§ Trecho citado
= = =

Do Dicionário de Citações

Dupla delícia.
O livro traz a vantagem de a gente poder estar só e ao mesmo tempo acompanhado.
Mário Quintana

sexta-feira, 5 de setembro de 2014

O Livro à For da Pele

O que torna o livro único?

A posse, o amor reservado a um exemplar, a paixão, o fetiche, diriam os bibliômanos, são componentes que justificam toda a forma de luta em nome da posse de um exemplar raro.

Imagem de Nicolas Taffin para Livro, de Michel Melot
(Ateliê Editorial, 2012)

Já foram evocadas nesta coluna algumas reações extravagantes – para se dizer o mínimo – provocadas pelo livro. Fantasias, delírios e até mesmo crimes tiveram neste objeto seu principal impulso. Donde a ideia do livro como veículo de fruição, para evocar um clássico da literatura histórica e policial de Umberto Eco. Em O Nome da Rosa (1980), os leitores que ousaram folhear um volume proibido, cujo conteúdo fatalmente os conduzia ao riso, foram envenenados pelas próprias páginas.

= = =

§ Exercício
Imprima na íntegra o trecho citado acima, sem alterar nenhum caractere.

Itens de dados:
= = =

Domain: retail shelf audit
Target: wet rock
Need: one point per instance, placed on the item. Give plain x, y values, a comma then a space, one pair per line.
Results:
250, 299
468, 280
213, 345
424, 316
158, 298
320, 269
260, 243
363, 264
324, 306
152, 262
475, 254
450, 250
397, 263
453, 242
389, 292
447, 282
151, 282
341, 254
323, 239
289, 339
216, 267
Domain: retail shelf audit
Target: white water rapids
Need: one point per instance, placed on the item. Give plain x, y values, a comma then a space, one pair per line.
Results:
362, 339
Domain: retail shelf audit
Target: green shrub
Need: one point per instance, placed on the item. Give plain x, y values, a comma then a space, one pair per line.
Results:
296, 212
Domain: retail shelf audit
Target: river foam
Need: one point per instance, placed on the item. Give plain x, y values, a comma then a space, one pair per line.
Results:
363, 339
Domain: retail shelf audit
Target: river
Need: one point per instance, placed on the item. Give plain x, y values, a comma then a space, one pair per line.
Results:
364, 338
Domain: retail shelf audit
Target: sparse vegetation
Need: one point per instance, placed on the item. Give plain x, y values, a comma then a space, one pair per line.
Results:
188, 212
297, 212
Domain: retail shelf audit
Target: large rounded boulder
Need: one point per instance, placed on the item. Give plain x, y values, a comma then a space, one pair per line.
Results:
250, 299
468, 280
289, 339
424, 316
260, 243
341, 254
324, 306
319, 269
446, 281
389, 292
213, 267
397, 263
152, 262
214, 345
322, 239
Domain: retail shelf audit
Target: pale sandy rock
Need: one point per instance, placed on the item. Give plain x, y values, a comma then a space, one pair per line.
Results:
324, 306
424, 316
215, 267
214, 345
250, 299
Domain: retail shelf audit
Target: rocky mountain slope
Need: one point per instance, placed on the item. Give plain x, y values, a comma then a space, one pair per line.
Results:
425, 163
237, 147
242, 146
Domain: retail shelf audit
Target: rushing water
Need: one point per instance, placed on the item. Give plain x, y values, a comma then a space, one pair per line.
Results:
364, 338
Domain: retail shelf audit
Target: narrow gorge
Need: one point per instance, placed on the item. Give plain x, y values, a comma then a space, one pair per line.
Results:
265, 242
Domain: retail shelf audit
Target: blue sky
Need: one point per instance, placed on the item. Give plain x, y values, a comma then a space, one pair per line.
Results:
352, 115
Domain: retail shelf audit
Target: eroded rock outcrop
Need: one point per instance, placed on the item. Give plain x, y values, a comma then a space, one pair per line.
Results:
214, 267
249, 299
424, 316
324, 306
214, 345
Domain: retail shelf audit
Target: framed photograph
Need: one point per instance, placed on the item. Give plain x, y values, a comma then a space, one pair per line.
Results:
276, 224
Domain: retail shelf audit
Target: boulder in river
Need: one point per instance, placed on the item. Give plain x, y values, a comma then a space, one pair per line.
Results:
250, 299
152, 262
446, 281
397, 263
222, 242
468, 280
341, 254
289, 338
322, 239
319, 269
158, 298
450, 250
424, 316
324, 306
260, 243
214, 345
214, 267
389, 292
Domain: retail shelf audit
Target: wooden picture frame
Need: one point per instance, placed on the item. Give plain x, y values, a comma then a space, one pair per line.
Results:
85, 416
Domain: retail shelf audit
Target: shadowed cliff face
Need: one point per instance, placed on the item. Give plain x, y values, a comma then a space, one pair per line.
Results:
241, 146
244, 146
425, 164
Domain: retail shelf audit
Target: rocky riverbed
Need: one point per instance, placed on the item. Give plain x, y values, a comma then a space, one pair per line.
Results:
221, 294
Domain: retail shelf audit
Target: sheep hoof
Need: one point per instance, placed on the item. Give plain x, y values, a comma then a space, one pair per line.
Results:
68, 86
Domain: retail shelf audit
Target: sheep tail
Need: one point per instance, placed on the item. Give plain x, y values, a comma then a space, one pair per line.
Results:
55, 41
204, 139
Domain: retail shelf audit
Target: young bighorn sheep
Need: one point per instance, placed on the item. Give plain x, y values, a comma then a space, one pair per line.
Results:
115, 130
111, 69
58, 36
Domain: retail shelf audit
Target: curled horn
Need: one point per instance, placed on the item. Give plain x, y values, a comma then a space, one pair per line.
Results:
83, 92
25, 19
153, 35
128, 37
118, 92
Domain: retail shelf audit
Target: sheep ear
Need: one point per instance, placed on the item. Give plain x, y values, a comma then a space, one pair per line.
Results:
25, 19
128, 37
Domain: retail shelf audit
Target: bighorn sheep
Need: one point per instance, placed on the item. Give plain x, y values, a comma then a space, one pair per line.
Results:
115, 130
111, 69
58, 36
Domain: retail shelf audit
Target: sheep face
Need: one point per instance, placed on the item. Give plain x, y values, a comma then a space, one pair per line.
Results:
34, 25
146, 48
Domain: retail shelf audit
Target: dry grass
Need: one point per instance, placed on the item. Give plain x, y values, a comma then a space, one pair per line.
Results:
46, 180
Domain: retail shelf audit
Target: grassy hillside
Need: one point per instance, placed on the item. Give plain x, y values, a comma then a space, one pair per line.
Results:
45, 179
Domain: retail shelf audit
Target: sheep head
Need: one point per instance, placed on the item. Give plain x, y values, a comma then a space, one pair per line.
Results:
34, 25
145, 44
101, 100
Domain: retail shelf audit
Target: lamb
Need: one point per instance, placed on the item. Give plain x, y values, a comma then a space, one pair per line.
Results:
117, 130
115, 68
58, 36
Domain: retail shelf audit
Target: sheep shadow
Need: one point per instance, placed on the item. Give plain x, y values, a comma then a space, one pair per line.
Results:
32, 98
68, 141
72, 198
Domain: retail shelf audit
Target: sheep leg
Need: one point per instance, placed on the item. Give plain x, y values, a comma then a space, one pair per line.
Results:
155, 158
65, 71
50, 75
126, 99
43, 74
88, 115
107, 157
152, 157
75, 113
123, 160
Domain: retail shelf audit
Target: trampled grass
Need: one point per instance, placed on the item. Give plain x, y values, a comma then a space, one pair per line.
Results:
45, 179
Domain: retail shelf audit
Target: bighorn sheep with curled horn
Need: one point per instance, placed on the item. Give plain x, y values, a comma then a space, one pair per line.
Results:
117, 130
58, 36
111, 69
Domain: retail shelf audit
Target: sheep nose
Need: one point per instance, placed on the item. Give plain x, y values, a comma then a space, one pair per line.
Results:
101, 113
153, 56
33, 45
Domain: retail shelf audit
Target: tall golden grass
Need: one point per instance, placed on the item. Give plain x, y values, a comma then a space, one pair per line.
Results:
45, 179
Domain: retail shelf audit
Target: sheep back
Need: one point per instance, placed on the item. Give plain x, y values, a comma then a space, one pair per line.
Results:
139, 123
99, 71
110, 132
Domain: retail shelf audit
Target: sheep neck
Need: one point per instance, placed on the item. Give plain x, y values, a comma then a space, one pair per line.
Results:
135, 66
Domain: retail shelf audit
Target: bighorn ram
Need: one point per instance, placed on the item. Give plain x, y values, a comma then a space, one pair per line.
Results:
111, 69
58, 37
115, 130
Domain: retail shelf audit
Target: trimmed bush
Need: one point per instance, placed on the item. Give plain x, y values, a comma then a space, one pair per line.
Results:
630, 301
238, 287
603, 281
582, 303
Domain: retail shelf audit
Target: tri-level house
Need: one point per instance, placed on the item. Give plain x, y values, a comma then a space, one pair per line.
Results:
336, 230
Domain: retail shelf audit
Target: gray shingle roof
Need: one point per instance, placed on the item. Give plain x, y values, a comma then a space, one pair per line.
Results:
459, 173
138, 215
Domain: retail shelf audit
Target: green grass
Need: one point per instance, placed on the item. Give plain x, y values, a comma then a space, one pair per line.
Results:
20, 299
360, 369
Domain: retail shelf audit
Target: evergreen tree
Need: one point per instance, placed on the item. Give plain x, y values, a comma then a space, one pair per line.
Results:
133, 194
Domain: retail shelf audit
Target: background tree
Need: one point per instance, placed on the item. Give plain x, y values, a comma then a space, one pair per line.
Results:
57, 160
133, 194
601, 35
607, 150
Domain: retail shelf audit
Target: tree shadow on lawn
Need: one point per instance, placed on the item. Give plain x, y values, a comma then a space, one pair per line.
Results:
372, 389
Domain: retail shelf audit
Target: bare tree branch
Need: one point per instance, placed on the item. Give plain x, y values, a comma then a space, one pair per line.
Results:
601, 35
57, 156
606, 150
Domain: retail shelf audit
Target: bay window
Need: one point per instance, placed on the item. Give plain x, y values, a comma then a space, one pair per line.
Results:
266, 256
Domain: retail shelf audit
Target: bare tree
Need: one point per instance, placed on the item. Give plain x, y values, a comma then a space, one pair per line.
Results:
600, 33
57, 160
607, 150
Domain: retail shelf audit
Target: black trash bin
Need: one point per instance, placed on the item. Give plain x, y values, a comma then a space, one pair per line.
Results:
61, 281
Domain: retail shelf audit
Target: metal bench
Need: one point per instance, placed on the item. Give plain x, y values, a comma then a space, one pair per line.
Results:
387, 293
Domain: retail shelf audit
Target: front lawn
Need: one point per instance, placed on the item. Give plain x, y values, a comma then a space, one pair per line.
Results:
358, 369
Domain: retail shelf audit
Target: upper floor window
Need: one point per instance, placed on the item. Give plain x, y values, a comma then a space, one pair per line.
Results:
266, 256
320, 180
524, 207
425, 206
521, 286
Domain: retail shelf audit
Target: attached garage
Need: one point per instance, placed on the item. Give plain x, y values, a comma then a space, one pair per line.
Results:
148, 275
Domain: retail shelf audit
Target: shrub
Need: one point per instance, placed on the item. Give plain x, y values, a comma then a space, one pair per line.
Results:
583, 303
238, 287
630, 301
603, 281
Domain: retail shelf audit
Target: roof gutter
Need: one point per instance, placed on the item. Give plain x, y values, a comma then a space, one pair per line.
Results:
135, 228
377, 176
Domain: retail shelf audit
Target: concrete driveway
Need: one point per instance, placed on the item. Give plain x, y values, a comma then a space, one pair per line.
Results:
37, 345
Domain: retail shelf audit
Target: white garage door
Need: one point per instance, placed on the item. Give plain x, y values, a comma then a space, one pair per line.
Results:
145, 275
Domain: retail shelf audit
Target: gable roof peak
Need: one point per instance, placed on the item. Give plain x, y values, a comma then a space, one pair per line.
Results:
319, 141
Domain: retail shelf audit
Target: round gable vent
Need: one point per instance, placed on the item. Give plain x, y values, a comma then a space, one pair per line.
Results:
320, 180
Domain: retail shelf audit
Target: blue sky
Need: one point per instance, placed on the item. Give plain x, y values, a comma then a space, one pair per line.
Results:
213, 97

= = =

§ Resposta do exercício
Do Dicionário de Citações

Dupla delícia.
O livro traz a vantagem de a gente poder estar só e ao mesmo tempo acompanhado.
Mário Quintana

sexta-feira, 5 de setembro de 2014

O Livro à For da Pele

O que torna o livro único?

A posse, o amor reservado a um exemplar, a paixão, o fetiche, diriam os bibliômanos, são componentes que justificam toda a forma de luta em nome da posse de um exemplar raro.

Imagem de Nicolas Taffin para Livro, de Michel Melot
(Ateliê Editorial, 2012)

Já foram evocadas nesta coluna algumas reações extravagantes – para se dizer o mínimo – provocadas pelo livro. Fantasias, delírios e até mesmo crimes tiveram neste objeto seu principal impulso. Donde a ideia do livro como veículo de fruição, para evocar um clássico da literatura histórica e policial de Umberto Eco. Em O Nome da Rosa (1980), os leitores que ousaram folhear um volume proibido, cujo conteúdo fatalmente os conduzia ao riso, foram envenenados pelas próprias páginas.